* [EXERCISE OBJECTIVE] Write out exactly the lines from the one with "# locate orange sweet" through the last line of the data below, but not the pictures.

MATERIAL SUPPLIED section start

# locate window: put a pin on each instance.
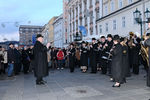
(97, 14)
(120, 3)
(106, 27)
(112, 5)
(123, 22)
(100, 28)
(91, 2)
(114, 25)
(130, 1)
(106, 10)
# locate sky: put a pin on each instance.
(25, 12)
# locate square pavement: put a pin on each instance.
(62, 85)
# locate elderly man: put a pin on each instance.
(40, 60)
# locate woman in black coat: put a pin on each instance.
(117, 62)
(125, 60)
(40, 60)
(25, 60)
(147, 44)
(84, 57)
(71, 53)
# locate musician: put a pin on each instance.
(117, 62)
(125, 60)
(71, 53)
(134, 49)
(109, 45)
(93, 54)
(104, 54)
(147, 44)
(84, 57)
(136, 56)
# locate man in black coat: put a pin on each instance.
(11, 59)
(71, 53)
(17, 63)
(93, 55)
(147, 44)
(117, 62)
(40, 60)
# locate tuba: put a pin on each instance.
(144, 51)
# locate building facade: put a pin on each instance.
(48, 31)
(26, 33)
(102, 17)
(65, 22)
(58, 32)
(117, 17)
(83, 13)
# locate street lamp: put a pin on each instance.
(137, 16)
(147, 14)
(77, 37)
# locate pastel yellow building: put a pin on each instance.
(48, 31)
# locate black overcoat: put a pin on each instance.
(40, 60)
(117, 63)
(125, 61)
(147, 44)
(93, 55)
(84, 57)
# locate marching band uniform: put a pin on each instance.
(93, 55)
(72, 58)
(147, 44)
(125, 60)
(108, 48)
(117, 62)
(84, 57)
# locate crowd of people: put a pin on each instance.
(115, 56)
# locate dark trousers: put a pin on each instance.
(60, 63)
(104, 67)
(39, 79)
(17, 68)
(26, 67)
(135, 68)
(109, 67)
(148, 78)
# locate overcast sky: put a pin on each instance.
(38, 12)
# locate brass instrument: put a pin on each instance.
(144, 51)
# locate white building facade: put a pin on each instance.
(83, 13)
(58, 32)
(118, 17)
(102, 17)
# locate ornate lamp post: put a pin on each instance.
(137, 16)
(77, 37)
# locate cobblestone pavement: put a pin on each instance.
(62, 85)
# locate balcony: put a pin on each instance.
(97, 2)
(91, 6)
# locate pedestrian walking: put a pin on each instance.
(40, 60)
(11, 59)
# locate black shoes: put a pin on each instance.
(116, 85)
(40, 83)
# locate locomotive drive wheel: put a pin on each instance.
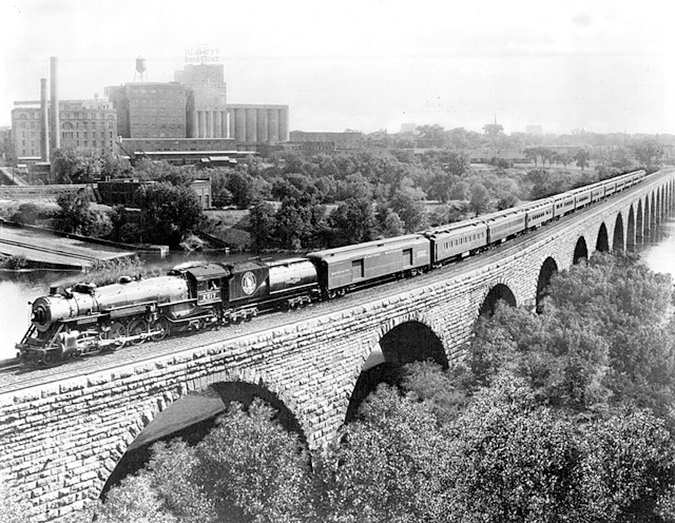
(117, 331)
(161, 325)
(137, 327)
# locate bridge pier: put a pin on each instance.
(62, 439)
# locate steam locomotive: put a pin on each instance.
(86, 319)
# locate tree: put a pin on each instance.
(168, 212)
(75, 215)
(353, 222)
(66, 165)
(512, 461)
(531, 154)
(407, 203)
(581, 158)
(629, 305)
(628, 467)
(647, 152)
(389, 223)
(391, 465)
(253, 470)
(479, 198)
(134, 499)
(113, 166)
(262, 224)
(242, 188)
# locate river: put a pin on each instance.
(19, 288)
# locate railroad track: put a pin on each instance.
(22, 378)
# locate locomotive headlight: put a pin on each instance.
(40, 314)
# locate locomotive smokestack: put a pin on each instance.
(55, 134)
(44, 122)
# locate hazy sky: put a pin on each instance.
(369, 64)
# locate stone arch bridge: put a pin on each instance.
(63, 436)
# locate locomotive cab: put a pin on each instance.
(206, 283)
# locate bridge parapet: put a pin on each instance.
(61, 440)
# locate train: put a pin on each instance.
(85, 319)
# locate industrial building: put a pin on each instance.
(194, 107)
(84, 124)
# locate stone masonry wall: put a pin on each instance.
(61, 441)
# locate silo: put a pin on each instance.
(140, 70)
(273, 125)
(251, 125)
(283, 124)
(44, 121)
(240, 125)
(262, 125)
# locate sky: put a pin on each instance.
(605, 66)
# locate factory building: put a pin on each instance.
(258, 123)
(195, 107)
(84, 124)
(207, 100)
(149, 109)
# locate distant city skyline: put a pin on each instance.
(369, 64)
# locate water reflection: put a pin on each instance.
(658, 251)
(17, 289)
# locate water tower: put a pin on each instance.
(140, 74)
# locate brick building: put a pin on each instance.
(84, 124)
(149, 109)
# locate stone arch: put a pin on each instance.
(412, 341)
(618, 243)
(602, 244)
(580, 251)
(639, 222)
(226, 386)
(657, 206)
(405, 342)
(548, 269)
(630, 232)
(502, 292)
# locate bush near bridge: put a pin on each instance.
(561, 416)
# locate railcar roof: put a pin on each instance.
(208, 272)
(365, 249)
(385, 242)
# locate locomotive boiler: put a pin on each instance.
(85, 318)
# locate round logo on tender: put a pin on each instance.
(248, 283)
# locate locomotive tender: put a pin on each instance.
(86, 319)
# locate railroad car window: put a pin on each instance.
(357, 269)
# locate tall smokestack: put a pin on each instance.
(55, 134)
(44, 122)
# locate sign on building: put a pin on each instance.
(202, 54)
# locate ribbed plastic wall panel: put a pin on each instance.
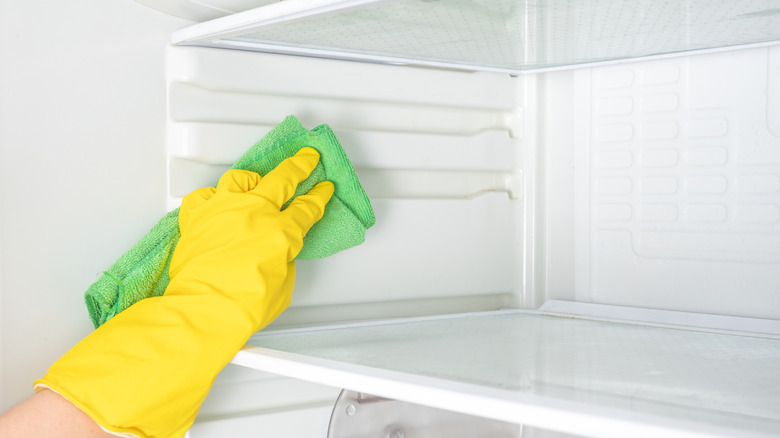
(437, 152)
(498, 35)
(678, 183)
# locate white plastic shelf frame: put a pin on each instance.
(590, 370)
(493, 35)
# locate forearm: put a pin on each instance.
(48, 415)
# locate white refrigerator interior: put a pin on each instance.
(578, 204)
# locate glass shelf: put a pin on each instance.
(560, 372)
(496, 35)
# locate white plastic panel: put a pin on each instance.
(587, 377)
(678, 184)
(504, 35)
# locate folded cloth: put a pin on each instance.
(142, 271)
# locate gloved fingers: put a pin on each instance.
(193, 200)
(238, 181)
(307, 209)
(279, 184)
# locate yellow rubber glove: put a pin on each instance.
(147, 371)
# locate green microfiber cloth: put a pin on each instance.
(142, 271)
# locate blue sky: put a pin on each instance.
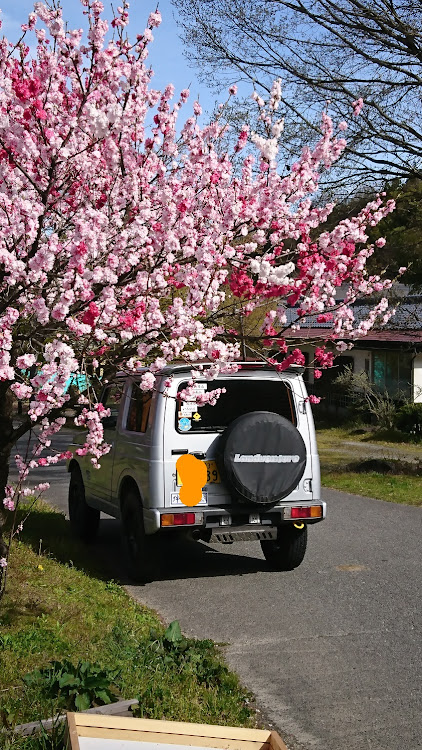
(166, 52)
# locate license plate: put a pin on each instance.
(175, 500)
(213, 475)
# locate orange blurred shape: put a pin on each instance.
(193, 474)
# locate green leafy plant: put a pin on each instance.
(76, 687)
(196, 657)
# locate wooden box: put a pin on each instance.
(96, 732)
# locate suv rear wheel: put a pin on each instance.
(288, 550)
(84, 521)
(138, 547)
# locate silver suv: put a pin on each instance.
(258, 443)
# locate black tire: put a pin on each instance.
(84, 521)
(261, 457)
(288, 550)
(137, 546)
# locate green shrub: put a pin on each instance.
(75, 687)
(409, 419)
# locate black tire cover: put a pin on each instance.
(262, 457)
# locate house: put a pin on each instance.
(391, 354)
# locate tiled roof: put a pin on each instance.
(408, 316)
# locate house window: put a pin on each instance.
(392, 372)
(340, 364)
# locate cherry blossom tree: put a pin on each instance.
(123, 233)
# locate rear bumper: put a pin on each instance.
(224, 519)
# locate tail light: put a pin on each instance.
(313, 511)
(181, 519)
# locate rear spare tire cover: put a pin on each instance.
(262, 457)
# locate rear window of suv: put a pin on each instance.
(241, 397)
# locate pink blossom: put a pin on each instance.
(314, 399)
(154, 19)
(357, 107)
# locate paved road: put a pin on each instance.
(333, 649)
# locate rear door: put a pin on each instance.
(191, 428)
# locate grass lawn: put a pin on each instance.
(55, 610)
(342, 449)
(397, 488)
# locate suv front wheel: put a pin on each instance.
(84, 521)
(288, 550)
(137, 545)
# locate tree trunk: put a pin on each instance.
(6, 430)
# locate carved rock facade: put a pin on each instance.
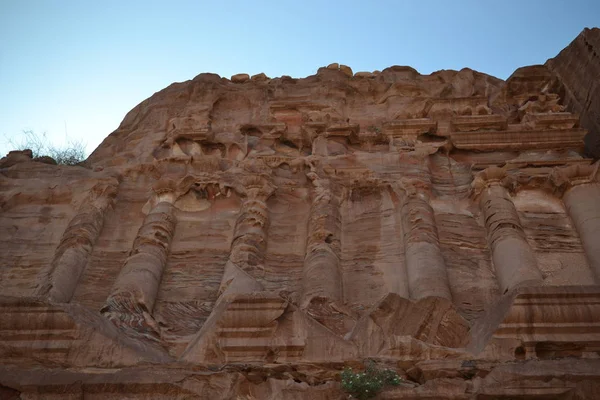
(248, 238)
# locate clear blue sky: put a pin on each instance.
(85, 64)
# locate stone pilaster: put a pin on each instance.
(513, 258)
(426, 269)
(133, 295)
(246, 257)
(321, 273)
(76, 244)
(582, 201)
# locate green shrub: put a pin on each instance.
(72, 153)
(365, 385)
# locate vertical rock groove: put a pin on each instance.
(427, 275)
(134, 293)
(77, 243)
(583, 205)
(321, 274)
(513, 258)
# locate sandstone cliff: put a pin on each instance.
(577, 69)
(250, 237)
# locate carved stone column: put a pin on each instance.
(513, 258)
(321, 273)
(76, 244)
(426, 269)
(135, 290)
(249, 244)
(250, 234)
(583, 205)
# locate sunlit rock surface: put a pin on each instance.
(248, 238)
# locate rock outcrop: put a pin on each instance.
(249, 238)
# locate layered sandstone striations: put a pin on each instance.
(248, 238)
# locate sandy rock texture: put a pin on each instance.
(249, 238)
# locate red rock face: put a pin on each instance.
(248, 238)
(577, 73)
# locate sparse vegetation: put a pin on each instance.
(366, 385)
(72, 153)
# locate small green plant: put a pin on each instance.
(366, 385)
(72, 153)
(374, 129)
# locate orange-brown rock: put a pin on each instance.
(249, 241)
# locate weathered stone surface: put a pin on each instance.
(577, 73)
(249, 241)
(240, 78)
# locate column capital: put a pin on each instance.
(565, 178)
(492, 176)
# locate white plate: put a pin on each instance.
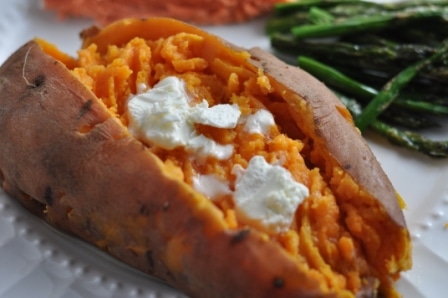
(37, 261)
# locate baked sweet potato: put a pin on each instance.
(70, 153)
(204, 12)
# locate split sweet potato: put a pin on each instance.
(67, 154)
(194, 11)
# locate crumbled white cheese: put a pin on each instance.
(221, 115)
(211, 186)
(267, 194)
(260, 122)
(162, 116)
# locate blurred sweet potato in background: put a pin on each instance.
(202, 12)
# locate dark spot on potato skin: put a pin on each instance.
(144, 210)
(38, 81)
(166, 206)
(150, 259)
(239, 236)
(85, 108)
(48, 196)
(278, 282)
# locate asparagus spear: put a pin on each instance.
(390, 91)
(370, 23)
(338, 80)
(403, 138)
(304, 5)
(370, 56)
(396, 116)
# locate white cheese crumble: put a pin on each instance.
(260, 122)
(162, 116)
(267, 194)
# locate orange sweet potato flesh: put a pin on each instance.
(203, 12)
(68, 157)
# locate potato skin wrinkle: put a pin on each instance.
(67, 155)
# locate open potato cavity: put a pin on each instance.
(316, 235)
(320, 236)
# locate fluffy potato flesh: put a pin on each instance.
(344, 240)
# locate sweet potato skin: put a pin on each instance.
(61, 147)
(63, 152)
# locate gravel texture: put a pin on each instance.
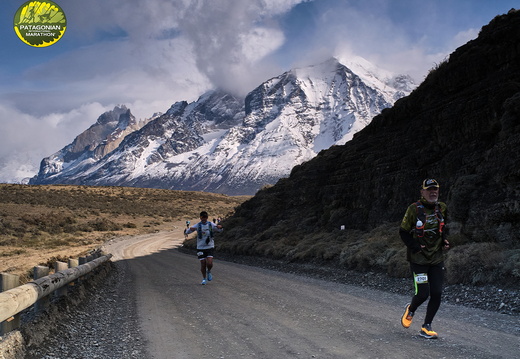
(100, 319)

MATERIAL SUPPLIED section end

* [SOLVED PROBLEM]
# locate orange sweet potato flesh: put a pin on each instance.
(203, 12)
(68, 157)
# locate potato skin wrinkle: put a pin on each instance.
(67, 155)
# locate open potato cavity: put a pin on each instance.
(316, 235)
(320, 236)
# locate fluffy potato flesh: put a pin on each instance.
(344, 240)
# locate sweet potato skin: put a pin on each instance.
(61, 147)
(63, 152)
# locate gravel texture: put a pin on each instance.
(100, 319)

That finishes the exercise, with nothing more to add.